▶ **EXCERPTED PASSAGE**

########

St. Valentine and the wonder of February 14th
I openly admit that I am infatuated with Valentine’s Day. It’s my dad’s fault. Every February 14th, he left work early and made “his girls” an amazing four course, gourmet dinner. I fondly remember the carrots cut to look like hearts, chicken cordon bleu with red toothpicks, chocolate boxes filled with gold trimmed truffles, and all the sparkling grape juice I could guzzle.
To some cynics, though, Valentine’s Day is “just another holiday made up by greeting card companies.” So, in defense of my not-so-secret obsession, I set out to find the true history behind February 14th and why it’s a day worth celebrating.
There are at least three different saints named Valentine or Valentinus. One legend holds that Valentine was a priest during the third century in Rome when Emperor Claudius II outlawed marriage for men. Single men, he thought, made much better soldiers. Valentine believed this to be a huge injustice and so he continued performing marriages for young lovers. Claudius eventually found out about these secret marriages and ordered that the priest be put to death. A very romantic way to go.

########

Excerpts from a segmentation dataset
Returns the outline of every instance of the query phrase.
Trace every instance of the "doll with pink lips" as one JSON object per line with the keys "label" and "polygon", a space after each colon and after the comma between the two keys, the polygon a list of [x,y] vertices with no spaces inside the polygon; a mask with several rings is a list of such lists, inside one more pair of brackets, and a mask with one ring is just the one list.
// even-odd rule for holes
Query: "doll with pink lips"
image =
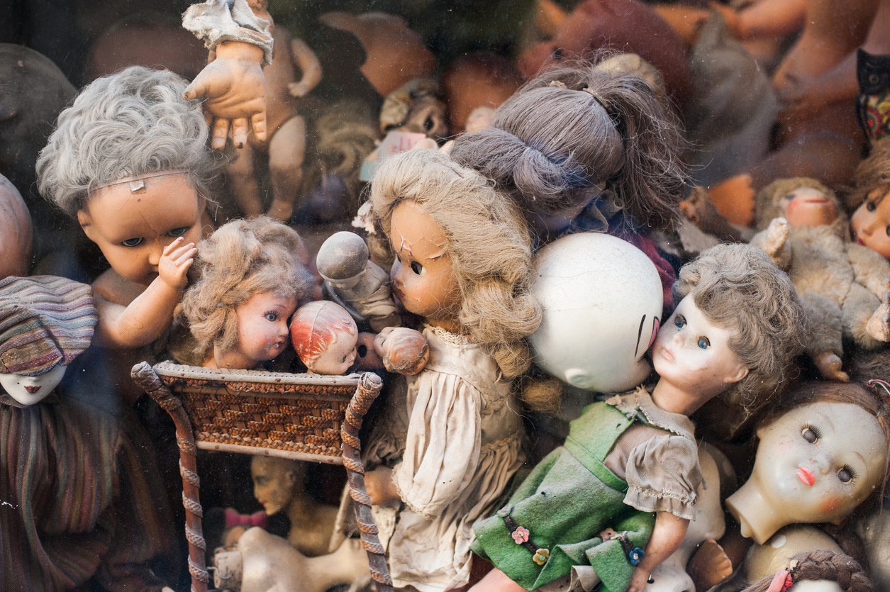
{"label": "doll with pink lips", "polygon": [[756,435],[751,477],[726,499],[741,534],[756,543],[787,524],[841,524],[879,499],[890,408],[862,386],[803,385],[770,409]]}
{"label": "doll with pink lips", "polygon": [[230,222],[201,241],[200,279],[176,307],[200,365],[254,369],[284,353],[288,320],[312,280],[302,248],[294,230],[265,216]]}

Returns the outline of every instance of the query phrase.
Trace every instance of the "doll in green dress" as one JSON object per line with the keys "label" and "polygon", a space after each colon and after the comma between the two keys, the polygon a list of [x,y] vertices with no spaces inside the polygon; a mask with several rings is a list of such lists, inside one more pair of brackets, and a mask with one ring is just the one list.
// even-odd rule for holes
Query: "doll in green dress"
{"label": "doll in green dress", "polygon": [[803,348],[794,287],[763,255],[718,245],[681,270],[680,304],[651,351],[659,382],[589,405],[565,444],[473,525],[473,550],[497,568],[476,592],[538,589],[576,565],[593,568],[605,592],[642,592],[694,516],[701,474],[689,416],[717,395],[771,396]]}

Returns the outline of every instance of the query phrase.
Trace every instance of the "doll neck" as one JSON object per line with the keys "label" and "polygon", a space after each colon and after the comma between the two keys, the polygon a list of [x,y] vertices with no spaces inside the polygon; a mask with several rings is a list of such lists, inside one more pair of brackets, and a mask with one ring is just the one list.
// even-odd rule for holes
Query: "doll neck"
{"label": "doll neck", "polygon": [[789,523],[764,497],[754,478],[726,499],[726,507],[741,526],[741,536],[754,539],[758,545]]}

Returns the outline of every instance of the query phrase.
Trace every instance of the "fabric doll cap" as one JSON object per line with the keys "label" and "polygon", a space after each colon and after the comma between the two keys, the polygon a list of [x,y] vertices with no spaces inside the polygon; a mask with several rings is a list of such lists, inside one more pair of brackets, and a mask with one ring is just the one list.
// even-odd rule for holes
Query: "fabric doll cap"
{"label": "fabric doll cap", "polygon": [[67,278],[0,280],[0,374],[39,376],[85,350],[99,316],[93,290]]}

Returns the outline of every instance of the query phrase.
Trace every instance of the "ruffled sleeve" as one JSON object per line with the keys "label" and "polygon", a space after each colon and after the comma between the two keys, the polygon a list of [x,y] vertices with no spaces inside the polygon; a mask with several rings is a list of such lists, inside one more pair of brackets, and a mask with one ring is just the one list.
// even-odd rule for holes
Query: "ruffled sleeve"
{"label": "ruffled sleeve", "polygon": [[432,519],[460,495],[476,471],[481,394],[454,374],[426,370],[418,377],[405,455],[393,475],[402,501]]}
{"label": "ruffled sleeve", "polygon": [[695,519],[701,469],[695,442],[668,434],[643,442],[627,458],[624,503],[643,512],[670,512]]}

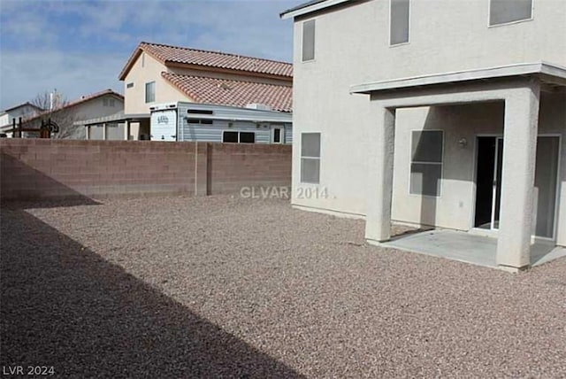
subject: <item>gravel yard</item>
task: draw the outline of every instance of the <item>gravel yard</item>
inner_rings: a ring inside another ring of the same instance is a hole
[[[230,197],[8,203],[1,365],[66,377],[566,377],[566,259],[519,275]]]

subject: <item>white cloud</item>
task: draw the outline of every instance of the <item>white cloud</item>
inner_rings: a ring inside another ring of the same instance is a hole
[[[292,26],[279,12],[300,2],[3,0],[0,109],[54,88],[68,99],[121,91],[118,74],[141,41],[288,61]]]
[[[116,56],[3,52],[0,104],[5,109],[54,89],[67,100],[109,88],[122,92],[117,76],[124,62]]]

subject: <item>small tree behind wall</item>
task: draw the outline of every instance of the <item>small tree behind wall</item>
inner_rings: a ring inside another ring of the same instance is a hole
[[[45,111],[41,112],[39,117],[31,120],[27,123],[28,127],[40,128],[42,120],[47,122],[50,119],[59,126],[59,132],[52,133],[51,138],[84,139],[84,128],[73,125],[80,120],[80,115],[73,106],[69,106],[69,102],[63,98],[61,94],[57,91],[45,91],[38,94],[30,103]]]

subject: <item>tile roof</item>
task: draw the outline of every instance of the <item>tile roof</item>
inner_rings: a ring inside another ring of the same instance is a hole
[[[18,108],[23,108],[24,106],[31,106],[33,108],[37,109],[38,111],[43,111],[42,108],[40,108],[39,106],[35,105],[34,104],[31,104],[30,102],[26,102],[26,103],[23,103],[23,104],[20,104],[19,105],[15,105],[15,106],[12,106],[11,108],[8,108],[8,109],[4,110],[4,112],[2,112],[2,114],[7,113],[8,112],[15,111]]]
[[[63,109],[67,109],[75,105],[78,105],[80,104],[82,104],[84,102],[89,101],[89,100],[93,100],[96,99],[97,97],[103,97],[104,95],[113,95],[116,97],[119,97],[119,99],[121,99],[122,101],[124,101],[124,96],[119,94],[118,92],[114,92],[111,89],[104,89],[99,92],[95,92],[93,94],[90,95],[86,95],[83,97],[80,97],[80,98],[76,99],[76,100],[73,100],[67,103],[65,103],[62,106],[59,106],[57,108],[55,108],[52,111],[49,111],[49,110],[45,110],[45,112],[42,112],[40,113],[35,114],[34,117],[30,118],[30,119],[26,119],[24,120],[24,122],[29,122],[29,121],[33,121],[35,119],[39,119],[40,117],[43,116],[44,114],[49,114],[49,113],[53,113],[55,112],[58,112],[61,111]]]
[[[165,80],[195,102],[246,106],[258,103],[274,111],[291,112],[293,87],[253,81],[161,73]]]
[[[142,42],[126,63],[119,74],[120,80],[126,78],[142,51],[147,52],[165,66],[167,64],[182,64],[293,78],[293,65],[287,62]]]

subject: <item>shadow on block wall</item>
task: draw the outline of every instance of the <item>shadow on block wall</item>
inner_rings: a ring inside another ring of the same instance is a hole
[[[302,377],[20,208],[0,213],[0,365],[56,377]]]
[[[0,155],[0,198],[6,200],[65,199],[67,205],[99,204],[16,158]],[[61,206],[57,202],[56,206]],[[42,206],[47,206],[43,204]]]

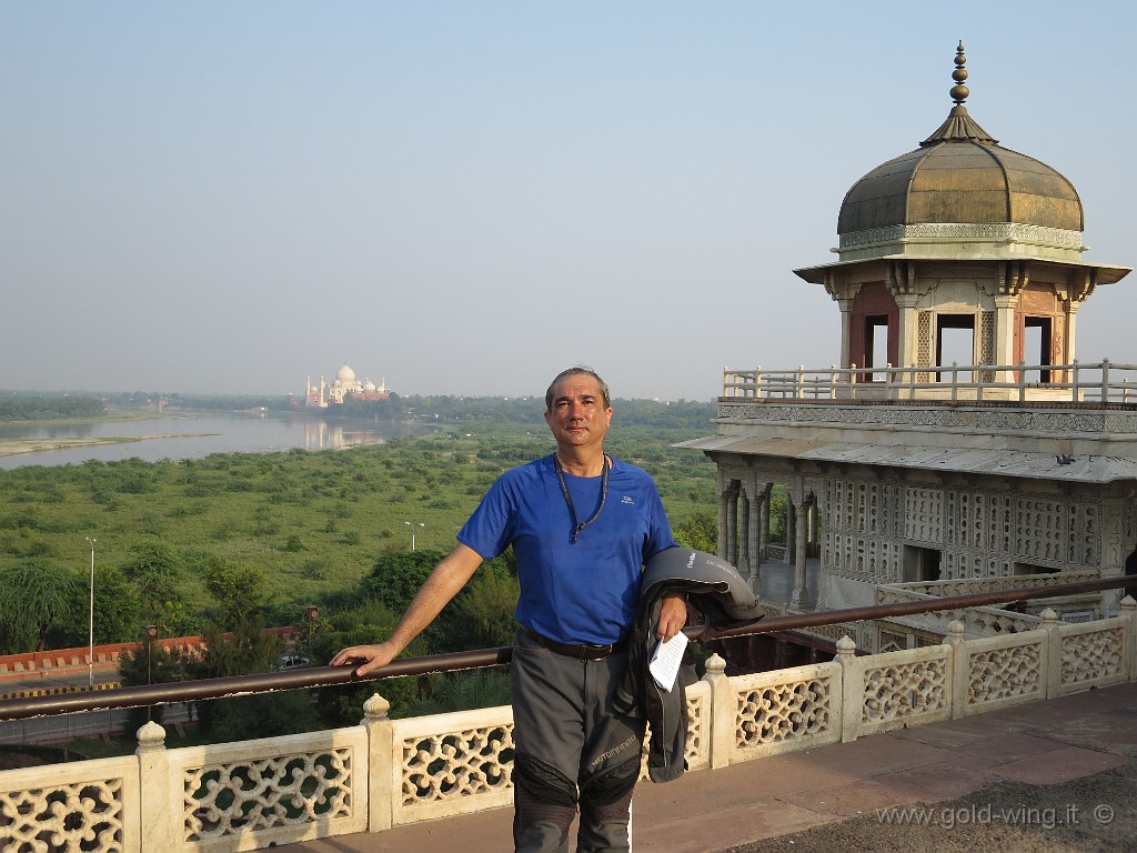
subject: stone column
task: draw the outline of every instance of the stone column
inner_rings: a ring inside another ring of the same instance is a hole
[[[805,586],[806,545],[805,533],[810,525],[808,505],[802,500],[794,507],[794,593],[790,604],[799,610],[810,608],[810,591]]]
[[[1016,296],[995,297],[995,363],[1014,364],[1014,306]],[[996,382],[1013,382],[1011,371],[996,371]]]
[[[740,574],[748,574],[750,571],[750,497],[746,490],[740,490],[738,507],[739,535],[738,535],[738,563],[736,569]]]
[[[754,595],[760,597],[762,596],[761,570],[762,570],[762,558],[764,555],[762,553],[762,537],[758,533],[758,529],[762,524],[763,500],[764,500],[763,495],[760,494],[749,502],[750,512],[749,512],[749,522],[747,524],[747,533],[748,533],[747,538],[749,540],[747,550],[749,552],[750,555],[749,565],[747,566],[749,569],[747,573],[747,579],[750,582],[750,590],[754,593]]]
[[[896,307],[899,309],[897,312],[896,320],[896,367],[910,367],[916,363],[916,354],[920,351],[920,342],[916,340],[916,331],[919,324],[916,323],[916,304],[920,301],[920,297],[915,293],[899,293],[896,296]],[[904,381],[908,381],[911,376],[907,374],[901,374]]]
[[[719,488],[719,556],[723,560],[728,558],[727,555],[727,527],[729,524],[729,513],[730,513],[730,485],[721,486]]]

########

▶ **TASK REQUIREMENTS**
(a) Please list the foods and drinks from the Valentine's Day dinners that the essay's writer fondly remembers.
(b) Pick up the Valentine's Day essay right after its final sentence and keep writing it.
The records are separate material and are not part of the Valentine's Day essay.

▶ **ANSWERS TO THE EXERCISE**
(a)
- Carrots cut to look like hearts
- Chicken cordon bleu with red toothpicks
- Chocolate boxes filled with gold trimmed truffles
- Sparkling grape juice

(b)
Valentine is also said to have written the first romantic greeting – what we refer to today as “valentines.” It’s not exactly clear why Valentine was in jail; he may have been helping Christians escape Roman prisons. Either way, Valentine fell in love with a young girl while he was there. Before he died, he wrote her a letter signed “From your Valentine.”
Valentine was certainly a heroic and romantic figure. As such, he became a popular saint in England and France, and a holiday was created in his name.
Some think the holiday is celebrated in February to commemorate St. Valentine’s birth or burial. Others argue that February, the official beginning of Spring (whether it feels like it or not), is considered a time of purification, and what’s purer than the recognition of love? The middle of February is also the beginning of birds’ mating season – enough said.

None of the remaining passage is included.